BUT It does look like sales are a bit off - I note that the apple top sellers has only the iMac down at 20 and tiger and otherwise you'd think Apple only sold iPods from the list. In the past I've seen iMacs up higher with minis in there too. PMs sometimes after updates.
 
Abercrombieboy said:
...Since Apple is now using the same hardware, they can't just sit there and wait for the improvements to pile up and then introduce "rev b." They will be "fluid" like the PC business is now.
Since Apple has historically designed their own motherboards I assumed they would continue to do so even after the switch to Intel processors. But I think you raise a common sense argument -- why should Apple continue to design their own boards when hundreds of choices are available from the various motherboard manufacturers? Maybe Apple will continue to design their own laptop motherboards, but use third party boards for desktops where standard AT/X and BTX form factors will suffice.
 
ksz said:
Since Apple has historically designed their own motherboards I assumed they would continue to do so even after the switch to Intel processors. But I think you raise a common sense argument -- why should Apple continue to design their own boards when hundreds of choices are available from the various motherboard manufacturers? Maybe Apple will continue to design their own laptop motherboards, but use third party boards for desktops where standard AT/X and BTX form factors will suffice.

i'm guessing Apple is going to use an on-board chip solution for installation of OSX, any mobos without the chip would not be able to install OSX. this would pretty much insure apple's development of their own mobos, or be extremely hands-on with a third party development team to make sure OSX wasn't on a dell or anything... thats my best guess.
 
I'm not planning on buying a new Mac until 2007 anyway, when all the Mac lines will have Intel processors inside...so it doesn't really matter.
 
I won't be upgrading my dual G5 till summer of 2007 as well. The G5s are so fast that I don't really see the need to upgrade in the near future.
 
It has pushed me in the direction of waiting for the smallest iBook / PB (12" or whatever replaces it) to get Intel processors, but if a compelling deal comes along to trade up to a faster G4 iBook, I might just do it.

● **ENTRIES SHOWN**:
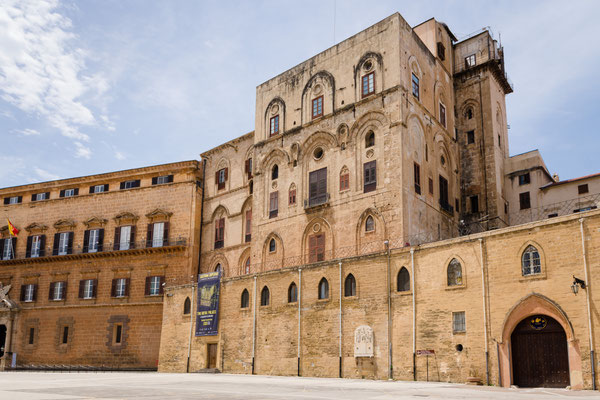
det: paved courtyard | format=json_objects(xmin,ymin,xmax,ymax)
[{"xmin": 0, "ymin": 372, "xmax": 600, "ymax": 400}]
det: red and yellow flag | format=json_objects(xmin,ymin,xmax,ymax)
[{"xmin": 6, "ymin": 218, "xmax": 19, "ymax": 236}]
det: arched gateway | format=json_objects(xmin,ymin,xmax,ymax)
[{"xmin": 498, "ymin": 293, "xmax": 583, "ymax": 389}]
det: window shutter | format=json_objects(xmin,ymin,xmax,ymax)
[
  {"xmin": 146, "ymin": 224, "xmax": 154, "ymax": 247},
  {"xmin": 40, "ymin": 235, "xmax": 46, "ymax": 257},
  {"xmin": 67, "ymin": 232, "xmax": 73, "ymax": 254},
  {"xmin": 129, "ymin": 225, "xmax": 135, "ymax": 249},
  {"xmin": 83, "ymin": 229, "xmax": 90, "ymax": 253},
  {"xmin": 52, "ymin": 233, "xmax": 60, "ymax": 256},
  {"xmin": 113, "ymin": 226, "xmax": 121, "ymax": 250},
  {"xmin": 163, "ymin": 221, "xmax": 169, "ymax": 246},
  {"xmin": 144, "ymin": 276, "xmax": 152, "ymax": 296},
  {"xmin": 25, "ymin": 236, "xmax": 33, "ymax": 258}
]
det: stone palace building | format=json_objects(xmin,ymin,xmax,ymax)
[{"xmin": 0, "ymin": 14, "xmax": 600, "ymax": 388}]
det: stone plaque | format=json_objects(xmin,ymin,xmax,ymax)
[{"xmin": 354, "ymin": 325, "xmax": 373, "ymax": 357}]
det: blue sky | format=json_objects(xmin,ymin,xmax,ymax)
[{"xmin": 0, "ymin": 0, "xmax": 600, "ymax": 187}]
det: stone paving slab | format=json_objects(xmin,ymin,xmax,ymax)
[{"xmin": 0, "ymin": 372, "xmax": 600, "ymax": 400}]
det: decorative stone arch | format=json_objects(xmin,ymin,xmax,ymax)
[
  {"xmin": 356, "ymin": 207, "xmax": 387, "ymax": 254},
  {"xmin": 302, "ymin": 217, "xmax": 335, "ymax": 263},
  {"xmin": 441, "ymin": 254, "xmax": 467, "ymax": 289},
  {"xmin": 261, "ymin": 232, "xmax": 285, "ymax": 271},
  {"xmin": 354, "ymin": 51, "xmax": 385, "ymax": 101},
  {"xmin": 498, "ymin": 292, "xmax": 583, "ymax": 389},
  {"xmin": 263, "ymin": 96, "xmax": 285, "ymax": 139},
  {"xmin": 300, "ymin": 70, "xmax": 335, "ymax": 124}
]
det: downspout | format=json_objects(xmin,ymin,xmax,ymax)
[
  {"xmin": 339, "ymin": 261, "xmax": 342, "ymax": 378},
  {"xmin": 252, "ymin": 275, "xmax": 256, "ymax": 375},
  {"xmin": 186, "ymin": 282, "xmax": 195, "ymax": 372},
  {"xmin": 479, "ymin": 238, "xmax": 490, "ymax": 386},
  {"xmin": 385, "ymin": 240, "xmax": 394, "ymax": 380},
  {"xmin": 298, "ymin": 268, "xmax": 302, "ymax": 376},
  {"xmin": 579, "ymin": 218, "xmax": 596, "ymax": 390},
  {"xmin": 410, "ymin": 249, "xmax": 417, "ymax": 381}
]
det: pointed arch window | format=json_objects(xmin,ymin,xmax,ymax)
[
  {"xmin": 344, "ymin": 274, "xmax": 356, "ymax": 297},
  {"xmin": 521, "ymin": 245, "xmax": 542, "ymax": 276},
  {"xmin": 240, "ymin": 289, "xmax": 250, "ymax": 308},
  {"xmin": 183, "ymin": 297, "xmax": 192, "ymax": 315},
  {"xmin": 319, "ymin": 278, "xmax": 329, "ymax": 300},
  {"xmin": 448, "ymin": 258, "xmax": 463, "ymax": 286},
  {"xmin": 288, "ymin": 282, "xmax": 298, "ymax": 303},
  {"xmin": 396, "ymin": 267, "xmax": 410, "ymax": 292},
  {"xmin": 260, "ymin": 286, "xmax": 271, "ymax": 306}
]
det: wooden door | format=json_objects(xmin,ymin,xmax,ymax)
[
  {"xmin": 207, "ymin": 343, "xmax": 217, "ymax": 368},
  {"xmin": 511, "ymin": 315, "xmax": 570, "ymax": 387}
]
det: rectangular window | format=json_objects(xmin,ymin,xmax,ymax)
[
  {"xmin": 62, "ymin": 326, "xmax": 69, "ymax": 344},
  {"xmin": 245, "ymin": 210, "xmax": 252, "ymax": 243},
  {"xmin": 412, "ymin": 74, "xmax": 419, "ymax": 100},
  {"xmin": 363, "ymin": 161, "xmax": 377, "ymax": 193},
  {"xmin": 519, "ymin": 172, "xmax": 531, "ymax": 186},
  {"xmin": 215, "ymin": 218, "xmax": 225, "ymax": 249},
  {"xmin": 269, "ymin": 192, "xmax": 279, "ymax": 218},
  {"xmin": 465, "ymin": 54, "xmax": 475, "ymax": 69},
  {"xmin": 452, "ymin": 311, "xmax": 467, "ymax": 333},
  {"xmin": 119, "ymin": 225, "xmax": 132, "ymax": 250},
  {"xmin": 469, "ymin": 195, "xmax": 479, "ymax": 213},
  {"xmin": 312, "ymin": 96, "xmax": 323, "ymax": 119},
  {"xmin": 519, "ymin": 192, "xmax": 531, "ymax": 210},
  {"xmin": 340, "ymin": 172, "xmax": 350, "ymax": 192},
  {"xmin": 308, "ymin": 168, "xmax": 328, "ymax": 207},
  {"xmin": 269, "ymin": 115, "xmax": 279, "ymax": 136},
  {"xmin": 308, "ymin": 233, "xmax": 325, "ymax": 263},
  {"xmin": 362, "ymin": 72, "xmax": 375, "ymax": 97},
  {"xmin": 152, "ymin": 222, "xmax": 165, "ymax": 247},
  {"xmin": 467, "ymin": 131, "xmax": 475, "ymax": 144},
  {"xmin": 413, "ymin": 163, "xmax": 421, "ymax": 194},
  {"xmin": 440, "ymin": 103, "xmax": 446, "ymax": 128}
]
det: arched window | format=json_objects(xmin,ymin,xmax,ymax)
[
  {"xmin": 365, "ymin": 215, "xmax": 375, "ymax": 232},
  {"xmin": 521, "ymin": 245, "xmax": 542, "ymax": 276},
  {"xmin": 448, "ymin": 258, "xmax": 462, "ymax": 286},
  {"xmin": 344, "ymin": 274, "xmax": 356, "ymax": 297},
  {"xmin": 288, "ymin": 282, "xmax": 298, "ymax": 303},
  {"xmin": 260, "ymin": 286, "xmax": 270, "ymax": 306},
  {"xmin": 365, "ymin": 131, "xmax": 375, "ymax": 147},
  {"xmin": 183, "ymin": 297, "xmax": 192, "ymax": 315},
  {"xmin": 319, "ymin": 278, "xmax": 329, "ymax": 299},
  {"xmin": 241, "ymin": 289, "xmax": 250, "ymax": 308},
  {"xmin": 396, "ymin": 267, "xmax": 410, "ymax": 292}
]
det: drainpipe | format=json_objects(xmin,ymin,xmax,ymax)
[
  {"xmin": 339, "ymin": 261, "xmax": 342, "ymax": 378},
  {"xmin": 410, "ymin": 249, "xmax": 417, "ymax": 381},
  {"xmin": 252, "ymin": 276, "xmax": 256, "ymax": 375},
  {"xmin": 298, "ymin": 268, "xmax": 302, "ymax": 376},
  {"xmin": 384, "ymin": 240, "xmax": 394, "ymax": 380},
  {"xmin": 186, "ymin": 282, "xmax": 195, "ymax": 372},
  {"xmin": 479, "ymin": 238, "xmax": 490, "ymax": 386},
  {"xmin": 579, "ymin": 218, "xmax": 596, "ymax": 390}
]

● **WHAT YOU NEED TO DO**:
[a] Quote the forum thread, starting with "It has pushed" and going on through "just do it.".
[b] Pull out each line of the records that contains the word "arched", copying the lines in full.
The forum thread and the records are unrelated material.

● **ANSWERS BELOW**:
[a]
It has pushed me in the direction of waiting for the smallest iBook / PB (12" or whatever replaces it) to get Intel processors, but if a compelling deal comes along to trade up to a faster G4 iBook, I might just do it.

[b]
det: arched gateway | format=json_objects(xmin,ymin,xmax,ymax)
det: arched window | format=json_objects(xmin,ymin,xmax,ymax)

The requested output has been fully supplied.